_PROMPT_. Give back every line of the data, word for word.

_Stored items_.

· · · · ·

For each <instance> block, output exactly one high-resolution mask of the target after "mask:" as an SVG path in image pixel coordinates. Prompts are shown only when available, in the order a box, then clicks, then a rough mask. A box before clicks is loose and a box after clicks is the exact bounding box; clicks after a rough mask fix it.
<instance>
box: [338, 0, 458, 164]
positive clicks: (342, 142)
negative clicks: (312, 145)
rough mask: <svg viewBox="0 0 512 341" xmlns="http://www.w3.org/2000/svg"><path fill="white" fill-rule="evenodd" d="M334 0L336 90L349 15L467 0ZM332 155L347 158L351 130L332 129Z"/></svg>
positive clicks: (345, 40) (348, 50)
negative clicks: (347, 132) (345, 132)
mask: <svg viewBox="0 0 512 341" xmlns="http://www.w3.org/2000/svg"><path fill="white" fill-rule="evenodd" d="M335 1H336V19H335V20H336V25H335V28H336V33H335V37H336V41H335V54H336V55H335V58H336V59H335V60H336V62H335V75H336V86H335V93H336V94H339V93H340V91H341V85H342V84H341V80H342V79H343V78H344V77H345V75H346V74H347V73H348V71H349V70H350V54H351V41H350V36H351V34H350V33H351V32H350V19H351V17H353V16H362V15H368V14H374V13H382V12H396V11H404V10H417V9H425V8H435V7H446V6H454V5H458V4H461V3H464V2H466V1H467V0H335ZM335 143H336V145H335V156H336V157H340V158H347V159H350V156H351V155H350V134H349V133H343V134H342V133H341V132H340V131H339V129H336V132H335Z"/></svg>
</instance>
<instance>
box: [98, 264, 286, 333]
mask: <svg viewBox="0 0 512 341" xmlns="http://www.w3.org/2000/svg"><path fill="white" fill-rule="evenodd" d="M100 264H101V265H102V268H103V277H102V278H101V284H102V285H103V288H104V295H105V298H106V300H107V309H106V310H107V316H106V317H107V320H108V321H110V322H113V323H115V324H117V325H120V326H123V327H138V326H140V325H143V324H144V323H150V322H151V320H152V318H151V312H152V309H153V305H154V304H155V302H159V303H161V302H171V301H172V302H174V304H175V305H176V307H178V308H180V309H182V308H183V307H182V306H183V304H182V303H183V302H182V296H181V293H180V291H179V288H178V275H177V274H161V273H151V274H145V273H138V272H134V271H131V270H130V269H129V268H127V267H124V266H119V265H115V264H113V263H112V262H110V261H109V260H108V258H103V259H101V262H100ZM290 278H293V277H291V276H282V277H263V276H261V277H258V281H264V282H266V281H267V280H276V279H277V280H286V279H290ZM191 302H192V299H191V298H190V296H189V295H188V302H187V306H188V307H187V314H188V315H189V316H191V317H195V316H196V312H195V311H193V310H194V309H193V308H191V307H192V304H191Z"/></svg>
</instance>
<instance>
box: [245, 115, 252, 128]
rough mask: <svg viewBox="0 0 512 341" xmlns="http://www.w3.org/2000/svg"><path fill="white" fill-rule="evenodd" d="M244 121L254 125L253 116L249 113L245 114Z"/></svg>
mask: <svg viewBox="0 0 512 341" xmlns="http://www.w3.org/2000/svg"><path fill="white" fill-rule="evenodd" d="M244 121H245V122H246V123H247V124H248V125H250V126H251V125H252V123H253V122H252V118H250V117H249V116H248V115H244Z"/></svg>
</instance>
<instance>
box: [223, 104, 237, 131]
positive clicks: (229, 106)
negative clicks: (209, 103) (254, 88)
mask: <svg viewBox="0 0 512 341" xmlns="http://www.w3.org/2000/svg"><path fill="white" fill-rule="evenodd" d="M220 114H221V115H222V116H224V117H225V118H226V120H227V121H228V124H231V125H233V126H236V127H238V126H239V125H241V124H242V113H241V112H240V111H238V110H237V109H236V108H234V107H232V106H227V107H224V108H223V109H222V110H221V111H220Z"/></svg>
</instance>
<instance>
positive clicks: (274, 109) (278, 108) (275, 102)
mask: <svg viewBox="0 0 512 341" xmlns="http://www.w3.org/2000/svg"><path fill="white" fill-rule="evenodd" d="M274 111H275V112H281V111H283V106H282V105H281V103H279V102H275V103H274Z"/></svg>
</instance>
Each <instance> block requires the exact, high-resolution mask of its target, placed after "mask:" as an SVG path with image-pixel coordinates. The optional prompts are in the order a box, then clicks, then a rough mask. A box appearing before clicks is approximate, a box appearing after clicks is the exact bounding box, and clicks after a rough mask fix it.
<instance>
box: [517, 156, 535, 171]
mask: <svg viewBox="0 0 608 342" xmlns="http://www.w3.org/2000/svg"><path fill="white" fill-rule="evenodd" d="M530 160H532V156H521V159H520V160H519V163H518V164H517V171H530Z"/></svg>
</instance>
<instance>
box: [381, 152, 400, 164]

· · · · ·

_RESULT OF THIS EXERCISE_.
For each <instance> block, output exactly one high-resolution mask of the target after "mask:" as an SVG path in image pixel coordinates. Prompts are shown only when available, in the order a box, then clicks, then a rough mask. A box before clicks is loose and a box after clicks is the exact bounding box; clicks after a rough mask fix it.
<instance>
box: [338, 0, 458, 164]
positive clicks: (342, 142)
negative clicks: (312, 145)
rough mask: <svg viewBox="0 0 512 341" xmlns="http://www.w3.org/2000/svg"><path fill="white" fill-rule="evenodd" d="M334 0L336 90L349 15L467 0ZM332 155L347 158L351 130L332 129Z"/></svg>
positive clicks: (345, 40) (348, 50)
negative clicks: (347, 132) (345, 132)
mask: <svg viewBox="0 0 512 341" xmlns="http://www.w3.org/2000/svg"><path fill="white" fill-rule="evenodd" d="M335 1H336V19H335V20H336V25H335V28H336V33H335V37H336V41H335V54H336V55H335V58H336V59H335V60H336V62H335V75H336V86H335V93H336V94H339V93H340V91H341V85H342V84H341V80H342V79H343V78H344V77H345V75H346V74H347V73H348V71H349V70H350V54H351V41H350V36H351V34H350V33H351V32H350V19H351V17H353V16H362V15H368V14H374V13H382V12H396V11H404V10H417V9H425V8H435V7H446V6H454V5H458V4H461V3H464V2H466V1H467V0H335ZM335 143H336V145H335V156H336V157H340V158H347V159H350V156H351V155H350V134H349V133H343V134H342V133H341V132H340V131H339V129H336V132H335Z"/></svg>
</instance>
<instance>
box: [98, 264, 286, 333]
mask: <svg viewBox="0 0 512 341" xmlns="http://www.w3.org/2000/svg"><path fill="white" fill-rule="evenodd" d="M100 264H101V265H102V268H103V277H102V278H101V284H102V285H103V288H104V295H105V298H106V300H107V309H106V310H107V316H106V317H107V320H108V321H110V322H113V323H115V324H117V325H120V326H123V327H138V326H140V325H143V324H144V323H150V322H151V320H152V318H151V312H152V309H153V305H154V304H155V302H159V303H161V302H171V301H172V302H174V304H175V305H176V307H178V308H180V309H182V308H183V307H182V306H183V304H182V303H183V302H182V296H181V293H180V291H179V288H178V275H177V274H161V273H151V274H145V273H138V272H134V271H131V270H130V269H129V268H127V267H124V266H119V265H115V264H113V263H112V262H110V261H109V260H108V258H103V259H101V262H100ZM290 278H293V277H291V276H282V277H263V276H261V277H258V281H264V282H266V281H267V280H276V279H277V280H286V279H290ZM191 302H192V299H191V298H190V296H189V295H188V302H187V306H188V307H187V314H188V315H189V316H191V317H195V316H196V312H195V311H193V310H194V309H193V308H191V307H192V304H191Z"/></svg>
</instance>
<instance>
box: [245, 115, 252, 128]
rough mask: <svg viewBox="0 0 512 341" xmlns="http://www.w3.org/2000/svg"><path fill="white" fill-rule="evenodd" d="M244 121L254 125L253 116L249 113L245 114Z"/></svg>
mask: <svg viewBox="0 0 512 341" xmlns="http://www.w3.org/2000/svg"><path fill="white" fill-rule="evenodd" d="M244 121H245V122H246V123H247V124H248V125H250V126H251V125H252V123H253V122H252V118H250V117H249V116H248V115H244Z"/></svg>
</instance>
<instance>
box: [223, 104, 237, 131]
positive clicks: (229, 106)
negative clicks: (209, 103) (254, 88)
mask: <svg viewBox="0 0 512 341" xmlns="http://www.w3.org/2000/svg"><path fill="white" fill-rule="evenodd" d="M220 114H221V115H222V116H224V117H225V118H226V120H227V121H228V124H231V125H233V126H236V127H238V126H239V125H241V124H242V113H241V112H240V111H238V110H237V109H236V108H234V107H232V106H227V107H224V108H223V109H222V110H221V111H220Z"/></svg>
</instance>
<instance>
positive clicks: (274, 109) (278, 108) (275, 102)
mask: <svg viewBox="0 0 512 341" xmlns="http://www.w3.org/2000/svg"><path fill="white" fill-rule="evenodd" d="M274 111H275V112H281V111H283V106H282V105H281V103H279V102H275V103H274Z"/></svg>
</instance>
Each <instance> block requires the exact, high-resolution mask of its target, placed after "mask:" as an SVG path with image-pixel coordinates. The optional prompts are in the order a box, then clicks, then a rough mask. A box appearing before clicks is approximate, a box appearing after clicks is the exact bounding box, and clicks after a rough mask fix it.
<instance>
box: [517, 156, 535, 171]
mask: <svg viewBox="0 0 608 342" xmlns="http://www.w3.org/2000/svg"><path fill="white" fill-rule="evenodd" d="M530 160H532V156H521V159H520V160H519V163H518V164H517V171H530Z"/></svg>
</instance>
<instance>
box: [381, 152, 400, 164]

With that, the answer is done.